** START OF RECORDS TO USE **
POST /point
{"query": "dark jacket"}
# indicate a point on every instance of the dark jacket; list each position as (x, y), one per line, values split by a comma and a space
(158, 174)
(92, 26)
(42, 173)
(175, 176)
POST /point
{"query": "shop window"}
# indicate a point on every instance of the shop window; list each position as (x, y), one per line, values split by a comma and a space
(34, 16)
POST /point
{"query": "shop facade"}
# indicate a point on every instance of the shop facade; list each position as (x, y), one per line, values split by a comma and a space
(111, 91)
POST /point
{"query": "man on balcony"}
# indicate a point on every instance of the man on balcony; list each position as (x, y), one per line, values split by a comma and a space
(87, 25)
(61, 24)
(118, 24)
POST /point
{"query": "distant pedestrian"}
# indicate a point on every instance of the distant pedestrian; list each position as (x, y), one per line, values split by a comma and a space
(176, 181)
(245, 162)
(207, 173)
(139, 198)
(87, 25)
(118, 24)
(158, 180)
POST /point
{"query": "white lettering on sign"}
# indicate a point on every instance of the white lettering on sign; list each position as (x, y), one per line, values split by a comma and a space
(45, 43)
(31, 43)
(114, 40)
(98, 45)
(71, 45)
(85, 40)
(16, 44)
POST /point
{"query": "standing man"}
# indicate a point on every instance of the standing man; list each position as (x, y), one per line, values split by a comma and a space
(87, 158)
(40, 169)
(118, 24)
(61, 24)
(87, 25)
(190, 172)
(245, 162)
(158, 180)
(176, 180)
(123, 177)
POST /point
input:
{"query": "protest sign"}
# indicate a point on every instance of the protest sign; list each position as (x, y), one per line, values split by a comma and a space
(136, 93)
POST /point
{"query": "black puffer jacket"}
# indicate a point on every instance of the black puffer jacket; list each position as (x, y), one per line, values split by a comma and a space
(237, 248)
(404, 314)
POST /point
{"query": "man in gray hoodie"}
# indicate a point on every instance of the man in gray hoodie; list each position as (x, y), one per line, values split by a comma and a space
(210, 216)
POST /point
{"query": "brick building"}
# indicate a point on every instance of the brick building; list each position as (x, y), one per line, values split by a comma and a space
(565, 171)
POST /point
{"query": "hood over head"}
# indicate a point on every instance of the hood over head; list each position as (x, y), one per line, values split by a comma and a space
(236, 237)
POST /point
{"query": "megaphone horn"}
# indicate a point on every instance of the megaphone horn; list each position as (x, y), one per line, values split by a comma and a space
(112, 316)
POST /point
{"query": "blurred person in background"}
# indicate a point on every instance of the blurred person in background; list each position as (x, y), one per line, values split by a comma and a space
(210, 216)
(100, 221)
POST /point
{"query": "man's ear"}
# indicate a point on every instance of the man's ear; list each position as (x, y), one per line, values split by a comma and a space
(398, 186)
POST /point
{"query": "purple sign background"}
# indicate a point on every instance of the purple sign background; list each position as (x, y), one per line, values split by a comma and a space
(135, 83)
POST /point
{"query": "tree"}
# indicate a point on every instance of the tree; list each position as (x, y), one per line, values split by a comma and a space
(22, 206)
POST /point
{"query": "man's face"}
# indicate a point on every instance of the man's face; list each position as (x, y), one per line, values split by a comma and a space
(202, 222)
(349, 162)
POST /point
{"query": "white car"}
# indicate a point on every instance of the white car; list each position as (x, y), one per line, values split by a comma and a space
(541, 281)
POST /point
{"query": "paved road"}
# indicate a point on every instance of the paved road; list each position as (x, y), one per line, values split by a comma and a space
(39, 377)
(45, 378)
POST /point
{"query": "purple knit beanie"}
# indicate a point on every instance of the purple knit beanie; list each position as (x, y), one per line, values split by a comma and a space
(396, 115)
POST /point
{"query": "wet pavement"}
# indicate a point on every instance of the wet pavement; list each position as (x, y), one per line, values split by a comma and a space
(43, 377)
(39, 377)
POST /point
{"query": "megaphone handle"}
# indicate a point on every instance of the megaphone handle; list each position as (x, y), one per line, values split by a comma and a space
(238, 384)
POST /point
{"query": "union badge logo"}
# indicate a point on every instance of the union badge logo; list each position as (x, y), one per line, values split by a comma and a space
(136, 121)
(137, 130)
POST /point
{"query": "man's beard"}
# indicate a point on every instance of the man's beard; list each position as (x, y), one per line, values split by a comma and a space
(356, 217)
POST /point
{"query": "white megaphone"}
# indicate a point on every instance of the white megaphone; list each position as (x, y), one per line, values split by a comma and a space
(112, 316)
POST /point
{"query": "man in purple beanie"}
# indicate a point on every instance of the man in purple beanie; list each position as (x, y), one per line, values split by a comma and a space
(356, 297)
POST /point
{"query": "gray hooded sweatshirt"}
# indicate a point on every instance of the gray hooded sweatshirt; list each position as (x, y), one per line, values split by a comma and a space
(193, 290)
** END OF RECORDS TO USE **
▸ WHAT TO DO: All of the records must be repeated exactly.

▸ ANSWER FOR THE TASK:
POST /point
{"query": "dark jacket"}
# indicate a point on every instance of the dark jacket; list each position as (x, y), one per line, values split by a comma and a space
(158, 174)
(92, 26)
(42, 173)
(175, 176)
POST /point
{"query": "shop window"}
# indicate a point on every instance of the shop window; list each position as (x, y), one per line, values split by a comma and a space
(34, 16)
POST /point
{"query": "shop facade"}
# indicate a point on every instance of the shop facade; list each position as (x, y), one per line, values split by a comma and a space
(111, 91)
POST /point
{"query": "man on balcony"}
# indicate a point on every instance of the man on balcony; list each position as (x, y), one per line, values split by a comma and a space
(87, 25)
(61, 24)
(118, 24)
POST /point
{"query": "distant pedestrian"}
# indicate a point on every instance of the distant pedestrian; list each position as (x, y), one per line, values split by a comma and a space
(176, 181)
(245, 162)
(207, 173)
(139, 198)
(87, 25)
(118, 24)
(158, 180)
POST /point
{"query": "white lettering on sign"}
# indicate a point on every instance of the white lettering on sign; list each position as (x, y), one per line, values split by a comma and a space
(45, 43)
(31, 43)
(114, 40)
(98, 45)
(71, 45)
(85, 40)
(16, 44)
POST /point
{"query": "standing man"}
# indicate a point on every instance of the standing man; list each position as (x, y), one per line, values split by a comma and a space
(87, 158)
(40, 169)
(118, 24)
(61, 24)
(87, 25)
(190, 172)
(245, 162)
(158, 180)
(176, 180)
(123, 177)
POST /point
input:
{"query": "protest sign"}
# indicate a point on every instance of the protest sign; list each position as (x, y), one per line, values split by a comma and a space
(136, 93)
POST /point
{"query": "black puffer jacket"}
# indicate a point on every instance of the black puffer jacket; list each position as (x, y), one per line, values split by a comma and a space
(237, 248)
(404, 314)
POST /point
{"query": "man in gray hoodie"}
# indicate a point on every instance of the man in gray hoodie; list each position as (x, y), one per line, values split by a comma and a space
(210, 216)
POST /point
{"query": "brick building"}
# indicate a point on every instance of the brick building; list each position as (x, y), one per line, values split by a comma and a space
(565, 171)
POST /point
{"query": "hood over head"}
# indicate a point on every instance of the hood over head; list each position as (x, y), one per line, values split by a comma and a space
(236, 237)
POST /point
{"query": "megaphone horn"}
# indicate a point on every instance of the megaphone horn; list each position as (x, y), one per line, values split by a comma and a space
(112, 316)
POST /point
{"query": "blurred person in background"}
# indicate a point on every instance of the blurred person in background; list each position as (x, y), one per line, values split by a comma and a space
(210, 216)
(100, 221)
POST /point
{"query": "man's ear"}
# indicate a point on every instance of the man's ear; list each position as (x, y), one per line, values split by a comma and a space
(398, 186)
POST /point
{"query": "purple sign background"}
# indicate a point on every instance of the purple sign background; list each position as (x, y), one per line, values split by a comma and a space
(135, 83)
POST /point
{"query": "tree"}
# indicate a point on every instance of the tree; list each position as (x, y), one per line, values split by a comma and a space
(22, 206)
POST /point
{"query": "man's face"}
# indicate a point on every instance of the man's face; list each position as (x, y), one per line, values split by a comma and a space
(202, 222)
(349, 162)
POST /point
{"query": "white car"}
# indicate a point on every instance of the white car; list each position as (x, y), one per line, values split by a comma and a space
(541, 281)
POST /point
{"query": "paved road"}
# indicate a point on every instance of the paved road; list each position as (x, y), one per line, values split by a comma and a space
(39, 377)
(45, 378)
POST /point
{"query": "purple knit beanie"}
# indicate a point on every instance of the purple knit beanie; list each position as (x, y), one per line, values split by a comma and a space
(396, 115)
POST /point
{"query": "wet pavement"}
# indicate a point on every instance of the wet pavement; list each position as (x, y), one per line, values split by a comma and a space
(43, 377)
(39, 377)
POST /point
{"query": "megaphone handle"}
# indicate a point on every instance of the megaphone handle; list each position as (x, y), one per line, values split by a comma and a space
(238, 384)
POST /point
{"query": "union badge logo"}
# indicate a point on every instance of the union badge logo; list each position as (x, y), one per line, values split by a comma and a space
(136, 121)
(137, 130)
POST /point
{"query": "man's beard"}
# indicate a point on every instance of the man's beard; list each position as (x, y), one per line, values split by a comma and a space
(356, 217)
POST /point
{"query": "white megaphone"}
# indicate a point on every instance of the white megaphone; list each position as (x, y), one per line, values split by a comma and a space
(112, 316)
POST /point
{"query": "man in purple beanie"}
# indicate a point on every instance of the man in purple beanie; list each position as (x, y), one per line, values split by a comma and a space
(356, 297)
POST /point
{"query": "gray hooded sweatshirt"}
# indicate a point on every instance of the gray hooded sweatshirt; list each position as (x, y), one per line, values split by a comma and a space
(193, 290)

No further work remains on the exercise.